__Problem requirements__.
The answer is the full set of records, given again exactly and without images.

__Collected data__.
Content starts

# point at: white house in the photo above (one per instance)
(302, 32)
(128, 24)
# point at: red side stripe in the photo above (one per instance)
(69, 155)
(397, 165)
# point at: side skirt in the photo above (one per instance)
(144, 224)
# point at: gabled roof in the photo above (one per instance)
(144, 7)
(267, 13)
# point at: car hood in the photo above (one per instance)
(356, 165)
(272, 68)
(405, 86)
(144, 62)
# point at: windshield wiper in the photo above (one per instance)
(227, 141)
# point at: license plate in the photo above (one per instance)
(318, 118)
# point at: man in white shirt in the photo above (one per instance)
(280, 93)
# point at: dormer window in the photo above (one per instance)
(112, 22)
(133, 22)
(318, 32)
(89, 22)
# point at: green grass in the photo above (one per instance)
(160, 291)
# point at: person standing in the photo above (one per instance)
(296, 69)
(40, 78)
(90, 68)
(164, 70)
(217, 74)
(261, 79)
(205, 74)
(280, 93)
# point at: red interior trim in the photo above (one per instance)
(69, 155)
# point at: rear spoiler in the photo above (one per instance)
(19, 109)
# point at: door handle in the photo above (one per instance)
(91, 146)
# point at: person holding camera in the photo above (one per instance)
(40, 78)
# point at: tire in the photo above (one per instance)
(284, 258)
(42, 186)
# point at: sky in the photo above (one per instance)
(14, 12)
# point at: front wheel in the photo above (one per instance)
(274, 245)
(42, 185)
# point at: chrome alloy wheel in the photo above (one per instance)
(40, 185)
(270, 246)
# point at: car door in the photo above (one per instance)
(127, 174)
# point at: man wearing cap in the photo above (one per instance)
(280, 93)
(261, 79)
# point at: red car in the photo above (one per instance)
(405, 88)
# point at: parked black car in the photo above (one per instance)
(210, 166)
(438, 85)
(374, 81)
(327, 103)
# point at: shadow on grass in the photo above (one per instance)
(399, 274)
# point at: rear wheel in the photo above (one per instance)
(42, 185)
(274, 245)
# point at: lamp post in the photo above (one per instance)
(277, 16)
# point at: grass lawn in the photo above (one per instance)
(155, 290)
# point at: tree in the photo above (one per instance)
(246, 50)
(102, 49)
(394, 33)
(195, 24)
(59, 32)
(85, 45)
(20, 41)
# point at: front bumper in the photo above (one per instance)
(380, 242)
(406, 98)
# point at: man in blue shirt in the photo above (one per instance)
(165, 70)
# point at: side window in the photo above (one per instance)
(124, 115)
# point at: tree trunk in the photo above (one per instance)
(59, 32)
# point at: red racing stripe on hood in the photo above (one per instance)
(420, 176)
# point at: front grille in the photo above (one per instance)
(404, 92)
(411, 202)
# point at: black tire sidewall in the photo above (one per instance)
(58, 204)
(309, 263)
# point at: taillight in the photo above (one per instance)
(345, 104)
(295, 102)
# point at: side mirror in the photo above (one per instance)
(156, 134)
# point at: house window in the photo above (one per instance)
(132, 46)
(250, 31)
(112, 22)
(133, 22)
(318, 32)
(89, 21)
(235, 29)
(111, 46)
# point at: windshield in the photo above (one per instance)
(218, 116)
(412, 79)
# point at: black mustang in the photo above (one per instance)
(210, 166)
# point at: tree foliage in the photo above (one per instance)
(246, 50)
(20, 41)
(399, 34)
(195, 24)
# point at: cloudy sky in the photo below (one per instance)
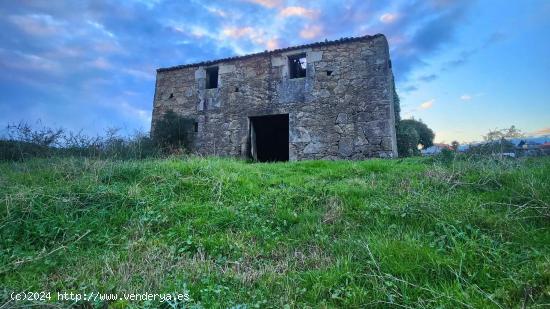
(463, 67)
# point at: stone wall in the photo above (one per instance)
(345, 115)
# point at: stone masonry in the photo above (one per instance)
(341, 109)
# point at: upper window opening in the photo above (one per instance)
(212, 78)
(297, 66)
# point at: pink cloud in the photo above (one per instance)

Content ends

__Response__.
# point at: white house in the photo above (one per instance)
(302, 32)
(128, 24)
# point at: red side stripe in the photo above (one per instance)
(69, 155)
(397, 165)
# point at: side skirt in the photo above (one per instance)
(144, 224)
# point at: gabled roof in the photo above (one per instance)
(144, 7)
(267, 13)
# point at: car hood in the photo above (one per instance)
(356, 165)
(272, 68)
(405, 86)
(144, 62)
# point at: windshield wiper in the photo above (one per instance)
(227, 141)
# point at: license plate in the photo above (one per instance)
(318, 118)
# point at: man in white shirt in the photo above (one per instance)
(280, 93)
# point at: dormer window in the photo above (one per instance)
(112, 22)
(133, 22)
(318, 32)
(89, 22)
# point at: green grass in the photo above (one per instance)
(160, 291)
# point at: person standing in the photo above (one per instance)
(296, 69)
(40, 78)
(90, 68)
(164, 70)
(217, 74)
(261, 79)
(205, 74)
(280, 93)
# point at: red interior trim in the photo above (one per instance)
(69, 155)
# point at: rear spoiler in the photo above (one per instance)
(19, 109)
# point at: door handle in the photo above (one per instance)
(91, 146)
# point at: person holding camera in the photo above (one per instance)
(40, 78)
# point at: tire in the photo above (one per instance)
(284, 258)
(42, 186)
# point at: sky in the photo above (one per instance)
(14, 12)
# point at: front wheel in the photo above (one per instance)
(274, 245)
(42, 185)
# point at: chrome alloy wheel in the photo above (one per instance)
(40, 185)
(270, 246)
# point at: car door in the photo above (one per instance)
(127, 174)
# point at: man wearing cap in the photo above (one per instance)
(280, 93)
(261, 79)
# point at: red car in the photo above (one per instance)
(405, 88)
# point at: parked black car in the photo above (one per instance)
(210, 166)
(438, 85)
(374, 81)
(327, 103)
# point at: shadow on grass in the photo above (one per instance)
(399, 274)
# point at: rear wheel in the photo above (one per instance)
(42, 185)
(274, 245)
# point at: lamp post in the photo above (one per instance)
(277, 16)
# point at: grass lawn in the photo above (one per instance)
(155, 290)
# point at: tree in the photo above (one per instance)
(246, 50)
(102, 49)
(394, 33)
(195, 24)
(59, 32)
(85, 45)
(20, 41)
# point at: front bumper in the photo above (one per instance)
(380, 242)
(406, 98)
# point at: man in blue shirt in the photo above (one per instance)
(165, 70)
# point at: side window in the photo above (one per instance)
(124, 115)
# point at: tree trunk in the photo above (one per instance)
(59, 32)
# point at: red racing stripe on hood in the photo above (one per instance)
(420, 176)
# point at: front grille in the photo above (one per instance)
(404, 92)
(411, 202)
# point at: black tire sidewall in the photo above (one per instance)
(58, 204)
(309, 263)
# point at: taillight in the photo above (one per instance)
(345, 104)
(295, 102)
# point at: side mirror in the photo above (one per instance)
(156, 134)
# point at: house window in the photo above (one per instance)
(132, 46)
(250, 31)
(112, 22)
(133, 22)
(318, 32)
(89, 21)
(235, 29)
(111, 46)
# point at: windshield in the photo above (one per instance)
(218, 116)
(412, 79)
# point at: black mustang in the photo above (one per instance)
(210, 166)
# point at: tree foliage in the photo above (one per instance)
(246, 50)
(20, 41)
(399, 34)
(195, 24)
# point at: cloudy sky in the photo below (one per instance)
(463, 67)
# point at: stone wall in the photo above (one per instance)
(345, 115)
# point at: stone masonry in the photo above (one per instance)
(341, 109)
# point at: upper window opening in the photo above (one per instance)
(212, 78)
(297, 66)
# point at: pink cloud in the photo above (one per instance)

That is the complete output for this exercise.